▸ **Task to complete**
Rescale the items from the line with "bunch in the image above." through the end of the items, both ends included, and give only those lines, requests included. Multiply every box coordinate in the answers by 1.45 and round to whole numbers, halves up, leaving the numbers in the requests and their format samples unchanged.

▸ **Dataset content**

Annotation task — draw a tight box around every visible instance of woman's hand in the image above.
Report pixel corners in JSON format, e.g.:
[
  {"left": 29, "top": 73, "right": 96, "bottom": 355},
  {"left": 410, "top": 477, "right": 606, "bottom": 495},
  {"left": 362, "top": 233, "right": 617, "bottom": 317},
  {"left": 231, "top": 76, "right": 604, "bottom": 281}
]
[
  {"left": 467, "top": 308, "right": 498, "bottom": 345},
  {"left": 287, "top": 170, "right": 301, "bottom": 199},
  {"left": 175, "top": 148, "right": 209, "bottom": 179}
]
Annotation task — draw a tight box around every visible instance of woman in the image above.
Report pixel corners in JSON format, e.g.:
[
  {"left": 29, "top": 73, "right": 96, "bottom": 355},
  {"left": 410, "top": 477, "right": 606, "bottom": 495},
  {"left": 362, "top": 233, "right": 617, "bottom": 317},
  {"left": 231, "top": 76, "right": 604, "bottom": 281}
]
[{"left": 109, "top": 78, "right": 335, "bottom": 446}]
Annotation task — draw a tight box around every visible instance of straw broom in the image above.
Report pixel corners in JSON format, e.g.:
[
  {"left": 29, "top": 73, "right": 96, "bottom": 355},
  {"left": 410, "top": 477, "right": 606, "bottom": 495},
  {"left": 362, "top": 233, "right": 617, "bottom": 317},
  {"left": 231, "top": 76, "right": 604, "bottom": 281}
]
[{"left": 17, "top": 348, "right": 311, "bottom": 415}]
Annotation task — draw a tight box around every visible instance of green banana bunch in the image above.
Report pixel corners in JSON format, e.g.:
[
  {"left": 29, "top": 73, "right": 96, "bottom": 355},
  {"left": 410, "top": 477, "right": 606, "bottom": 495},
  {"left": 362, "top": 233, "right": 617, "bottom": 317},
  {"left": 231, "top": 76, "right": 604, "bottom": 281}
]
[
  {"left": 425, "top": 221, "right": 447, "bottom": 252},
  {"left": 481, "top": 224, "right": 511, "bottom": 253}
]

▸ **Solution to this task**
Annotation task — draw a tight box around every visible instance of green banana bunch in the image above.
Report pixel corners in JSON format, e.g.:
[
  {"left": 29, "top": 73, "right": 96, "bottom": 355},
  {"left": 410, "top": 477, "right": 606, "bottom": 495},
  {"left": 362, "top": 233, "right": 617, "bottom": 317},
  {"left": 231, "top": 76, "right": 604, "bottom": 281}
]
[
  {"left": 616, "top": 320, "right": 648, "bottom": 365},
  {"left": 697, "top": 325, "right": 741, "bottom": 367}
]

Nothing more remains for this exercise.